**Short task**: Quote the lines from the line holding "Expected behaviour: a marker sits on the microphone in" to the very end of the listing, exactly, and no others.

:: Data shown

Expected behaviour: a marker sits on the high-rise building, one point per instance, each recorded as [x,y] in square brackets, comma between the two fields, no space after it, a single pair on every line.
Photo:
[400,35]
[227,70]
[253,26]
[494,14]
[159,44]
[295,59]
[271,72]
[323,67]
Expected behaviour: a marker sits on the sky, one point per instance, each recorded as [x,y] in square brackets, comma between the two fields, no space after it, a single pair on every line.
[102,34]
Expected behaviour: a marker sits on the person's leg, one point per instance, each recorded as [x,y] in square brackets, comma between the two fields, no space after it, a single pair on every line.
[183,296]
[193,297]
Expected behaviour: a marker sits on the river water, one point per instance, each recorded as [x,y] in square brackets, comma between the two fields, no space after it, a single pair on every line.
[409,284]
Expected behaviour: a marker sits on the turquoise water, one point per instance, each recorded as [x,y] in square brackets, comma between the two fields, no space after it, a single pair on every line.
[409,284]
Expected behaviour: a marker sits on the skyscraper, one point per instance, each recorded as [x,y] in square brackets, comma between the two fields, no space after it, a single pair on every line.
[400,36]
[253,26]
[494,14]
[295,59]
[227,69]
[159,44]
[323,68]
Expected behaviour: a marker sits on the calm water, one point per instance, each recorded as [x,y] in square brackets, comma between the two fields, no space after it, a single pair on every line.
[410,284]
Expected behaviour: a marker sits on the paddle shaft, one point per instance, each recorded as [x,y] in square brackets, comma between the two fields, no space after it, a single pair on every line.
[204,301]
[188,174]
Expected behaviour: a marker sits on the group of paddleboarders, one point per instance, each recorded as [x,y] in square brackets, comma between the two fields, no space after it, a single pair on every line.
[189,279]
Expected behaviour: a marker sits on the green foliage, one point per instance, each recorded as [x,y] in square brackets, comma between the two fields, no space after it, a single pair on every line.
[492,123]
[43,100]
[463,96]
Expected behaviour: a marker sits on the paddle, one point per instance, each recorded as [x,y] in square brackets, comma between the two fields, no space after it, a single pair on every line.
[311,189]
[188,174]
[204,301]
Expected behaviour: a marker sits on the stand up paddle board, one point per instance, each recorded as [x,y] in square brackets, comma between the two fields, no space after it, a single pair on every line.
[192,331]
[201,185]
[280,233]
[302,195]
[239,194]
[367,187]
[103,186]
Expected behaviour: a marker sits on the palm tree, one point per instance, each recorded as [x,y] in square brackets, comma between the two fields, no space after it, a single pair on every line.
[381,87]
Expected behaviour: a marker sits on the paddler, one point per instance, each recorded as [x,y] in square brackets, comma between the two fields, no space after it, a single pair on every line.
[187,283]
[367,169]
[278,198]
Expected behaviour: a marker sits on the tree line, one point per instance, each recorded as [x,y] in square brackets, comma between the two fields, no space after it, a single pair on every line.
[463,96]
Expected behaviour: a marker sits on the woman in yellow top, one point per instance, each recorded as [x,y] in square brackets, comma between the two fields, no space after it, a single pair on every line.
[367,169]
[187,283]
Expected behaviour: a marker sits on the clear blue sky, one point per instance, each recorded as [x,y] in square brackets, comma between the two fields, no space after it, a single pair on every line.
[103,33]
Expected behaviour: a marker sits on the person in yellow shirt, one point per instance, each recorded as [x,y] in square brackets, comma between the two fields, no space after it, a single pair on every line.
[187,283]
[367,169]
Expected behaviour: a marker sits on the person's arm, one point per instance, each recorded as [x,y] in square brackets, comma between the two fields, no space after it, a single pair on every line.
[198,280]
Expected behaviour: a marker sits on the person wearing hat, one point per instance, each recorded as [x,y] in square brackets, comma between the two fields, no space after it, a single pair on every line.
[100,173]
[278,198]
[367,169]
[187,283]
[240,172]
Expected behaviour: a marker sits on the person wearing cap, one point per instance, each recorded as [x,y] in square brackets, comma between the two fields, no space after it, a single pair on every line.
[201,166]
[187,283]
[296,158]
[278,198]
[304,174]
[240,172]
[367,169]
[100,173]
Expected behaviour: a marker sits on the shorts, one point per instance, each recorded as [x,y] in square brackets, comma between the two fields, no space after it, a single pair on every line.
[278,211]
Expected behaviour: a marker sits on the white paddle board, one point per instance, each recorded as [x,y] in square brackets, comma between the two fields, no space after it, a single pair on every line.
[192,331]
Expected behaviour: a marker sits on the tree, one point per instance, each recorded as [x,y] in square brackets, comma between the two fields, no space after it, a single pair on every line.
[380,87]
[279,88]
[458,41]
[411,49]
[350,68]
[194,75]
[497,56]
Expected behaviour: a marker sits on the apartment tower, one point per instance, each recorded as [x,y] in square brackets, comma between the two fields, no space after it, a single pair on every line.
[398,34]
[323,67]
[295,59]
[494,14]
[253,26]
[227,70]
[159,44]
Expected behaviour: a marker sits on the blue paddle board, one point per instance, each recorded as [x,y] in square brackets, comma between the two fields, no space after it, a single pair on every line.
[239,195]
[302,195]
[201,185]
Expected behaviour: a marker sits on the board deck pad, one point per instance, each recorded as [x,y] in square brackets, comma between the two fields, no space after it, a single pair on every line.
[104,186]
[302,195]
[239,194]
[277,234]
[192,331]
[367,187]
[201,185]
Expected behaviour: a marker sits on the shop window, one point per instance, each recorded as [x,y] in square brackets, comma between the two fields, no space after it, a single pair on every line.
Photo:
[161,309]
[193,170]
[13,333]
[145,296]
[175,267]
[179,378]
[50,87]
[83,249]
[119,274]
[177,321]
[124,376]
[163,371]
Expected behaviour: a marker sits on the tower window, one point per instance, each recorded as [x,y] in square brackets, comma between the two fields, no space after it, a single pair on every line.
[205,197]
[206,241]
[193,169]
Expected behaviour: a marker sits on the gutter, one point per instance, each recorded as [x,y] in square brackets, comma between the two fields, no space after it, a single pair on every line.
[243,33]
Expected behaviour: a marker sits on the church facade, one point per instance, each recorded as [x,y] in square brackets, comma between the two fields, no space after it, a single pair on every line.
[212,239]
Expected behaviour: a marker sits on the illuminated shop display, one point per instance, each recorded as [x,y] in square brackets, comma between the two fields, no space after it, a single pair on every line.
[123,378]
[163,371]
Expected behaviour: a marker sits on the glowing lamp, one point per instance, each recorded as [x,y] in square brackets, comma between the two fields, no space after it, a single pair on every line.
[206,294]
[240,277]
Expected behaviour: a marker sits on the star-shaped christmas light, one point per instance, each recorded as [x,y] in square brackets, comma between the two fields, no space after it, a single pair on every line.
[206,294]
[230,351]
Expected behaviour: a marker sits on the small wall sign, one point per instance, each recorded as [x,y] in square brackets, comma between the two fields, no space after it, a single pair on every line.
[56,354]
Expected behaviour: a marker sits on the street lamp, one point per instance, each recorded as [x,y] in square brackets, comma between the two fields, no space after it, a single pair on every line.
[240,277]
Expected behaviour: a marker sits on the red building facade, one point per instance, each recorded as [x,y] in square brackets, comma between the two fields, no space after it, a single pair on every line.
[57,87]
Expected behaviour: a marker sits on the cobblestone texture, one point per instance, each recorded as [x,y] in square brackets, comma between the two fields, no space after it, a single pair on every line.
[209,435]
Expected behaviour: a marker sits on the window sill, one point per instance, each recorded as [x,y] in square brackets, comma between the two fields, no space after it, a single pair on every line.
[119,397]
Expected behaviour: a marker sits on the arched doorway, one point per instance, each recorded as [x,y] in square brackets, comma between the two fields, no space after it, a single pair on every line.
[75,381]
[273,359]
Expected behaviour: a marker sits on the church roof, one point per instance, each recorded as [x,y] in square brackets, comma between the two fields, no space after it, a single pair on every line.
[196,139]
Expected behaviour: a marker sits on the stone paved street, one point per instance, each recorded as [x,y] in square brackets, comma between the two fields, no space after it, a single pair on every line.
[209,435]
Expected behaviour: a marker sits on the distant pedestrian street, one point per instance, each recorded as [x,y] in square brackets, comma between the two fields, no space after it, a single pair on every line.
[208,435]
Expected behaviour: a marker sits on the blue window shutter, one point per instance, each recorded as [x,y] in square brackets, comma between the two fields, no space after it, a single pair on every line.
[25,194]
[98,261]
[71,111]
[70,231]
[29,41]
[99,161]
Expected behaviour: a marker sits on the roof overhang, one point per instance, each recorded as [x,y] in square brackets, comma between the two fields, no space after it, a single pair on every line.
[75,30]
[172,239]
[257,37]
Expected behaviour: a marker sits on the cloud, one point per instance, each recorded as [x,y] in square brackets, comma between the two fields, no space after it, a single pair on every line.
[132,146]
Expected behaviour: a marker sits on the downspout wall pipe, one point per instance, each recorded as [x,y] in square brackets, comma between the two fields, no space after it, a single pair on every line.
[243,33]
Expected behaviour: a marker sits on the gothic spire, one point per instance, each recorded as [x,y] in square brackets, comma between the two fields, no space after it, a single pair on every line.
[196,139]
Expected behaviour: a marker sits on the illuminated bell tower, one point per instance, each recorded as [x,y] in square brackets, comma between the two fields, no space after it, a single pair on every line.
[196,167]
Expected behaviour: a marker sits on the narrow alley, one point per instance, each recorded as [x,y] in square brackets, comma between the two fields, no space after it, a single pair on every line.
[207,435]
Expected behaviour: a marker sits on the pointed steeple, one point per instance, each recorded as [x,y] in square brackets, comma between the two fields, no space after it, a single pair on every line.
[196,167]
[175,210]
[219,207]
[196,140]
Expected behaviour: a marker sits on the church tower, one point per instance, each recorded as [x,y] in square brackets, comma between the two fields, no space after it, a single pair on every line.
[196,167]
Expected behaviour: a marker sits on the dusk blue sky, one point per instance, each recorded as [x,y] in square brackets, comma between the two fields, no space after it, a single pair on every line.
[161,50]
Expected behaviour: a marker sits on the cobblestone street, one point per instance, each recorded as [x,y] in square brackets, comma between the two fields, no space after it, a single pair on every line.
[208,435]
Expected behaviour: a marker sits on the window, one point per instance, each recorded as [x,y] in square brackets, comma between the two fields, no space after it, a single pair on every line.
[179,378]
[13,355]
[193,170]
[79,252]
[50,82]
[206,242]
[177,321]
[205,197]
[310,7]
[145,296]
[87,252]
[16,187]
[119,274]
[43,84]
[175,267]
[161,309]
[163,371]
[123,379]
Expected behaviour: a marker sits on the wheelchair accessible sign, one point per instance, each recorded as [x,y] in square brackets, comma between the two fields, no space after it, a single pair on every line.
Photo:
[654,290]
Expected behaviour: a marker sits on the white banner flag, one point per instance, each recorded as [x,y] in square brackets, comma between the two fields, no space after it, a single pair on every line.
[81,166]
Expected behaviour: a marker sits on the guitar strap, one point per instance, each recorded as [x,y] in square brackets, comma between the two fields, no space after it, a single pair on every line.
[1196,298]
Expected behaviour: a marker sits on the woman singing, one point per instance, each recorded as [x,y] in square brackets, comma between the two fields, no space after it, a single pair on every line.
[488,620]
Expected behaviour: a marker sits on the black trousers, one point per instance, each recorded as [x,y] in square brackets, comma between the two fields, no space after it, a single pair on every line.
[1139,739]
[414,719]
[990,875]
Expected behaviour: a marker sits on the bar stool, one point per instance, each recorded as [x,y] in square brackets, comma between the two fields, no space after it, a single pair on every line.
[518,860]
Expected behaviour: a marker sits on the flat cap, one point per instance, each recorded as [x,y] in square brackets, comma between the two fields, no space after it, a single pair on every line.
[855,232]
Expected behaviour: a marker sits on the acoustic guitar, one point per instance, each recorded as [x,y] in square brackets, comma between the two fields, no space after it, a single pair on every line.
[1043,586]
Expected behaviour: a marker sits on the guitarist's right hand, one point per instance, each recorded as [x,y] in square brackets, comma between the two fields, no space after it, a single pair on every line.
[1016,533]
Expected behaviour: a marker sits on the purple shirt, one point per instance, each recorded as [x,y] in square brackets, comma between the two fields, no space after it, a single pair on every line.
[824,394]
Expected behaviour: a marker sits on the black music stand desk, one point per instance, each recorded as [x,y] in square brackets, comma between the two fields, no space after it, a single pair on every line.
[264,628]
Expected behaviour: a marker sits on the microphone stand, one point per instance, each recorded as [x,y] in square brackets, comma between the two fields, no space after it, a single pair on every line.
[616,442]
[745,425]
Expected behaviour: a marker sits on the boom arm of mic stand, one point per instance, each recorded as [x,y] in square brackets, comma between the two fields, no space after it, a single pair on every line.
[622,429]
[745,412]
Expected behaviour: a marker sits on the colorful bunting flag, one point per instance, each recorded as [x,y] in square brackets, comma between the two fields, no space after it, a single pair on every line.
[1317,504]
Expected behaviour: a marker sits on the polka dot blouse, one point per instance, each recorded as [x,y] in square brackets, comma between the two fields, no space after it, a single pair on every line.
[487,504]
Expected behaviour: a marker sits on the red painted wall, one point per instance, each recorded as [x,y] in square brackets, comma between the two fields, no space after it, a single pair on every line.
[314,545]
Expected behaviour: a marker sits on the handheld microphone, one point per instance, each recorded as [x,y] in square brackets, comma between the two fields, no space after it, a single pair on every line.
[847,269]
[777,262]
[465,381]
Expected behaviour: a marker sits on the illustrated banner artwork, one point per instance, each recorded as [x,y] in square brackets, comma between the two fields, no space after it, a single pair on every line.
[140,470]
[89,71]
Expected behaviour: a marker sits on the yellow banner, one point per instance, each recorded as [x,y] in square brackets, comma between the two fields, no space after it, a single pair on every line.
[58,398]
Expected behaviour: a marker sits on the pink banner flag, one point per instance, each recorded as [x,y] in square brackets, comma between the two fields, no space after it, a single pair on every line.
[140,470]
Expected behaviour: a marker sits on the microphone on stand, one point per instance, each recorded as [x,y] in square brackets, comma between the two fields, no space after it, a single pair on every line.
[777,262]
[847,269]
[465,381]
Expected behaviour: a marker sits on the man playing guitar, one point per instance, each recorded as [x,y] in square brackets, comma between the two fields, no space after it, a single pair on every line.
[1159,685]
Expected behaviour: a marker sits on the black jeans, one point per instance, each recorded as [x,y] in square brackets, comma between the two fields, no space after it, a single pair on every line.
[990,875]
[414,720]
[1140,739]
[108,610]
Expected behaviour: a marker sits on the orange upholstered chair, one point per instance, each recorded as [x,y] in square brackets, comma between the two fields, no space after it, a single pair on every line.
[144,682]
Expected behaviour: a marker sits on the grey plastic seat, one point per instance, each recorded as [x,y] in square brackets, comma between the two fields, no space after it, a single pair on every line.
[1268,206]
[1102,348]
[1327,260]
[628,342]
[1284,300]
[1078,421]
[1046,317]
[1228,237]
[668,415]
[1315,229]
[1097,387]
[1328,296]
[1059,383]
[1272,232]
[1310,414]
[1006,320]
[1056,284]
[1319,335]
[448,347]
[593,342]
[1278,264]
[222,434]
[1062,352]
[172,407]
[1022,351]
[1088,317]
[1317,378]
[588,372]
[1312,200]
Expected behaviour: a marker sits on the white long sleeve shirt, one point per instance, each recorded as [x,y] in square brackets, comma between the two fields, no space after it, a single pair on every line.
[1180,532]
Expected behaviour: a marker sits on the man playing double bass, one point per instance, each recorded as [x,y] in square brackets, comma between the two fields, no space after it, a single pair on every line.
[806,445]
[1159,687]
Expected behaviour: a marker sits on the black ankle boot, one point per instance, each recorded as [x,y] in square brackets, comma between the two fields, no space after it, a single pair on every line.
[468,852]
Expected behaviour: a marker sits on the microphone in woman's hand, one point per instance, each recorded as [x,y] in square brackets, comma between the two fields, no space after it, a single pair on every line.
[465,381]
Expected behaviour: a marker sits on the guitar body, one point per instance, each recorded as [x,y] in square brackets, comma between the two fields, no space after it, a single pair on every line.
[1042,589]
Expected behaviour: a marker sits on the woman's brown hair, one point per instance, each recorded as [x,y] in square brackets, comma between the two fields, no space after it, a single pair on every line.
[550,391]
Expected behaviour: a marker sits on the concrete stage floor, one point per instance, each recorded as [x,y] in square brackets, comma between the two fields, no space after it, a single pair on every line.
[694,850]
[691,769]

::::

**Answer to this problem**:
Expected behaviour: a marker sits on the microphone in woman's hand, one point per instance, each recorded as [x,y] in square brackets, comma between the two fields, no space after it, a single pair on every line.
[465,381]
Expected behaviour: a marker sits on the guitar body, one point per instance, each recorded as [x,y] in square brackets, comma between the two fields, no space after it, a single pair on every line.
[1042,589]
Expected behaviour: a marker sits on the woman's brown hair, one point per instance, each recorded as [x,y] in square brackets, comma between the two fields, no space after it, a single pair on every line.
[550,391]
Expected behaviour: a marker sits on the concrete stage floor, one point per instance, each recorded as [x,y] in square brackets, comma between the two fields, no space after it, a single pair on every line.
[694,850]
[691,769]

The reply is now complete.